• What to work on: Render the stretch from the start of the records through the line containing "point(139, 780)" as a JSON list of strings, one string per line, with any blank lines omitted.

= = = = = = =

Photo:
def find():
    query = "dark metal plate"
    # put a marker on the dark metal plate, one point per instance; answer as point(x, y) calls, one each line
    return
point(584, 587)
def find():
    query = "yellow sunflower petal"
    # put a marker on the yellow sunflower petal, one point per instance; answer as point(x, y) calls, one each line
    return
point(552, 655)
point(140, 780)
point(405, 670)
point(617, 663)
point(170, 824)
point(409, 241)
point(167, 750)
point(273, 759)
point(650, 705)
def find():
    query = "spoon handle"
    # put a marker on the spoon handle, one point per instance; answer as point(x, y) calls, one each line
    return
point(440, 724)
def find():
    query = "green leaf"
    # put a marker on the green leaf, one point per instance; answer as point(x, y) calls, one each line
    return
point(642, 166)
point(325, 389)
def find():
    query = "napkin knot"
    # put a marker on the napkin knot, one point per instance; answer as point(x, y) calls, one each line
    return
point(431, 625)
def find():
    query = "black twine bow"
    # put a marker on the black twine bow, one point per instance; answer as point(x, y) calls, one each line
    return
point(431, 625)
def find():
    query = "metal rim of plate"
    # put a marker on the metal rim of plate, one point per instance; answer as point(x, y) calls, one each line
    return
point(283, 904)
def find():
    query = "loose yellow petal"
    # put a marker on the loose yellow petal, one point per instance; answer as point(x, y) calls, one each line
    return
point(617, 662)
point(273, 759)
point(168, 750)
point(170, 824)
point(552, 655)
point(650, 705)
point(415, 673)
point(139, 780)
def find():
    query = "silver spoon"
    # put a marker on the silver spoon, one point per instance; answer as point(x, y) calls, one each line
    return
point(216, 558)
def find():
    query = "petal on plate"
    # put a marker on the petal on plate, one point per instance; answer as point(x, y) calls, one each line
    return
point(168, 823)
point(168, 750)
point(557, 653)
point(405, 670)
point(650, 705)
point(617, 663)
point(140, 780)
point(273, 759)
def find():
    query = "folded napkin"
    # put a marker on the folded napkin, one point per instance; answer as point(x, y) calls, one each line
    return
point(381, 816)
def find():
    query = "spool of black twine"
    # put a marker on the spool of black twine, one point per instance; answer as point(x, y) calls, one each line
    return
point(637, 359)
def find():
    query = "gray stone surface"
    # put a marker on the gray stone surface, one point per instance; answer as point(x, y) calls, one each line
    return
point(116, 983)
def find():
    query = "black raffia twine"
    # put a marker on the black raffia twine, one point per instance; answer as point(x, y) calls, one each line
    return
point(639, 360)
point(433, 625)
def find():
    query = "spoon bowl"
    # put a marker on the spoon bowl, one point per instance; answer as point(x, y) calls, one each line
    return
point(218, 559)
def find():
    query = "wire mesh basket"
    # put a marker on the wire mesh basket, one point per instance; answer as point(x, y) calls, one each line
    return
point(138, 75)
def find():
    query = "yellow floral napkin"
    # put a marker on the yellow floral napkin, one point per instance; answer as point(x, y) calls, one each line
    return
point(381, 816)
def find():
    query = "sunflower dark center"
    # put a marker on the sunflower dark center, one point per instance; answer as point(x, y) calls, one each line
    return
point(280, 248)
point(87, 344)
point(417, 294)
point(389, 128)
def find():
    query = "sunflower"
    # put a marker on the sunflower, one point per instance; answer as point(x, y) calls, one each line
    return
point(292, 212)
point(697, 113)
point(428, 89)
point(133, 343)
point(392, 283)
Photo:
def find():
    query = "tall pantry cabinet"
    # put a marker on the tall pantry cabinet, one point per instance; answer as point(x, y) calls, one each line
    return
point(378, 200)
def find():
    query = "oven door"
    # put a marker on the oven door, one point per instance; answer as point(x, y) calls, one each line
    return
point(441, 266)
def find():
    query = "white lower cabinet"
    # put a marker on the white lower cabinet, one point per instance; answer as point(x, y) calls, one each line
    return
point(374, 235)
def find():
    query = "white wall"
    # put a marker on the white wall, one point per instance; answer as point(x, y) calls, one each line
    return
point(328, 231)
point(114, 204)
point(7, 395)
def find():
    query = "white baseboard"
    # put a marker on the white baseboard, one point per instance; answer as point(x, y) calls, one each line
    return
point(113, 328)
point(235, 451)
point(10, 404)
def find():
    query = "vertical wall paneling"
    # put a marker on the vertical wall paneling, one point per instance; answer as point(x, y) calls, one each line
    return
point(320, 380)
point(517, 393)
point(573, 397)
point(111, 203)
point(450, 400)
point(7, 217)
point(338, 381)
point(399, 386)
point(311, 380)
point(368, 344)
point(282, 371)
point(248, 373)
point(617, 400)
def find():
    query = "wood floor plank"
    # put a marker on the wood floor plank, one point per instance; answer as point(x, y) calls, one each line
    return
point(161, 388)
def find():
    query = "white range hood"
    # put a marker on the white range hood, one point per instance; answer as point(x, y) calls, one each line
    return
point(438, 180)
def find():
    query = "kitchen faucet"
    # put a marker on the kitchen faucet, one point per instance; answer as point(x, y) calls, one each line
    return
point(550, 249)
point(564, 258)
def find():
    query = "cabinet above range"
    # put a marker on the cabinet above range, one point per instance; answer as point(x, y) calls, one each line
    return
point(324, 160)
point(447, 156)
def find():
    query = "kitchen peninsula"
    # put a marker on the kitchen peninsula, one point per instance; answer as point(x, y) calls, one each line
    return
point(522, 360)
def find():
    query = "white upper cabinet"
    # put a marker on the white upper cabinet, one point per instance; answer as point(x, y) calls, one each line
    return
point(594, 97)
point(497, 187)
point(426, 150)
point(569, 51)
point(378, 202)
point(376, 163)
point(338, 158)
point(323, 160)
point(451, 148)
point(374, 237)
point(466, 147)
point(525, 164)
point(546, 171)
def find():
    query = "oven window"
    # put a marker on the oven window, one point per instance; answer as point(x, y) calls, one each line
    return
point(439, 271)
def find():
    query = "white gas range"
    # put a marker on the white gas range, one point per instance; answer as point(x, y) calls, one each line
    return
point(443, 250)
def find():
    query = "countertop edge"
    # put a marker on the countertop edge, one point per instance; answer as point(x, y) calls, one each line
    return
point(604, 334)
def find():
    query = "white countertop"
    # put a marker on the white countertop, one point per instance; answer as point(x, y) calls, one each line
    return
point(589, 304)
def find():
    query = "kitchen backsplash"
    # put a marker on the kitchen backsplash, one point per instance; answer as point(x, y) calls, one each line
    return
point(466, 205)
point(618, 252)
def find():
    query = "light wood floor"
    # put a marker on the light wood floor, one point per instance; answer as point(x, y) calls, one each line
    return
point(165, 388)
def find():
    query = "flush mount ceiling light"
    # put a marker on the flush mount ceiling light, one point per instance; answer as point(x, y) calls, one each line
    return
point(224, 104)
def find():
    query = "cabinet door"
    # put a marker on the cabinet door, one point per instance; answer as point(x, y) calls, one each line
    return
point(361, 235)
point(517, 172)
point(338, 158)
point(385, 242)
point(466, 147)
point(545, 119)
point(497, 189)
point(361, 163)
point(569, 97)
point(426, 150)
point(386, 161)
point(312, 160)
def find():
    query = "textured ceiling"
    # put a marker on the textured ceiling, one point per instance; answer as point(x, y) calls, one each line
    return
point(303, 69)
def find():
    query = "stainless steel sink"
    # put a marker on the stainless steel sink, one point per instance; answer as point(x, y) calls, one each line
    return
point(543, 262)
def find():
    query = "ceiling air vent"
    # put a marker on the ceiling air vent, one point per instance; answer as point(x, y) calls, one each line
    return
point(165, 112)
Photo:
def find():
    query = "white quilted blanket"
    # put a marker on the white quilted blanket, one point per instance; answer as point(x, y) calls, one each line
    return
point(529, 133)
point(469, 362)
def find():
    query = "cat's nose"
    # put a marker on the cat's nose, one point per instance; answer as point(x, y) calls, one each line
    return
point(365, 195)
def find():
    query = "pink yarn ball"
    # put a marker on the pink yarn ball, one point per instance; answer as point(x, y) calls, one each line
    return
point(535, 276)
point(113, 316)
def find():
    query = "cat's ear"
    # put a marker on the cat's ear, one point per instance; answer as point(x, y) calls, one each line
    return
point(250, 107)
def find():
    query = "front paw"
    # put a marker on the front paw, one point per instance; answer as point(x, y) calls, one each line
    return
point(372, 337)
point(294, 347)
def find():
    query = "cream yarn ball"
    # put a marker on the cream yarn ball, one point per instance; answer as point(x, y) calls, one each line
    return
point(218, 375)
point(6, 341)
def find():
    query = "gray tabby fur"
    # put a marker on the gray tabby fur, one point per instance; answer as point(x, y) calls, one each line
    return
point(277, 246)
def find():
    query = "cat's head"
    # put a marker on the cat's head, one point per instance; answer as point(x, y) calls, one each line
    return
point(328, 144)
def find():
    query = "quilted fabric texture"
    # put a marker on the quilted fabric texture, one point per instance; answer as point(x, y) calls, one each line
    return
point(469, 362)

= = = = = = =

• Completed exercise:
[
  "Photo:",
  "def find():",
  "    query = \"dark metal plate\"",
  "    # put a marker on the dark metal plate, one point per instance; answer as point(x, y) calls, one each line",
  "    return",
  "point(584, 587)",
  "def find():",
  "    query = \"yellow sunflower petal\"",
  "    # put a marker on the yellow sunflower petal, one point per instance; answer as point(x, y) calls, one each line",
  "    return",
  "point(552, 655)",
  "point(140, 780)",
  "point(405, 670)",
  "point(617, 663)",
  "point(170, 824)",
  "point(409, 241)",
  "point(167, 750)",
  "point(273, 759)",
  "point(650, 705)",
  "def find():",
  "    query = \"spoon handle\"",
  "    # put a marker on the spoon handle, one point per instance; answer as point(x, y) calls, one each line",
  "    return",
  "point(440, 724)",
  "def find():",
  "    query = \"green leaf\"",
  "    # put a marker on the green leaf, one point per instance; answer as point(x, y) calls, one each line",
  "    return",
  "point(642, 166)",
  "point(325, 389)",
  "def find():",
  "    query = \"napkin knot\"",
  "    # put a marker on the napkin knot, one point per instance; answer as point(x, y) calls, one each line",
  "    return",
  "point(431, 625)",
  "def find():",
  "    query = \"black twine bow\"",
  "    # put a marker on the black twine bow, one point per instance; answer as point(x, y) calls, one each line",
  "    return",
  "point(431, 625)",
  "def find():",
  "    query = \"metal rim of plate\"",
  "    # put a marker on the metal rim of plate, one point per instance; answer as point(x, y) calls, one each line",
  "    return",
  "point(283, 904)",
  "def find():",
  "    query = \"loose yellow petal\"",
  "    # put a marker on the loose yellow petal, one point per instance; answer as point(x, y) calls, one each line",
  "    return",
  "point(617, 662)",
  "point(273, 759)",
  "point(168, 750)",
  "point(170, 824)",
  "point(552, 655)",
  "point(650, 705)",
  "point(415, 673)",
  "point(139, 780)"
]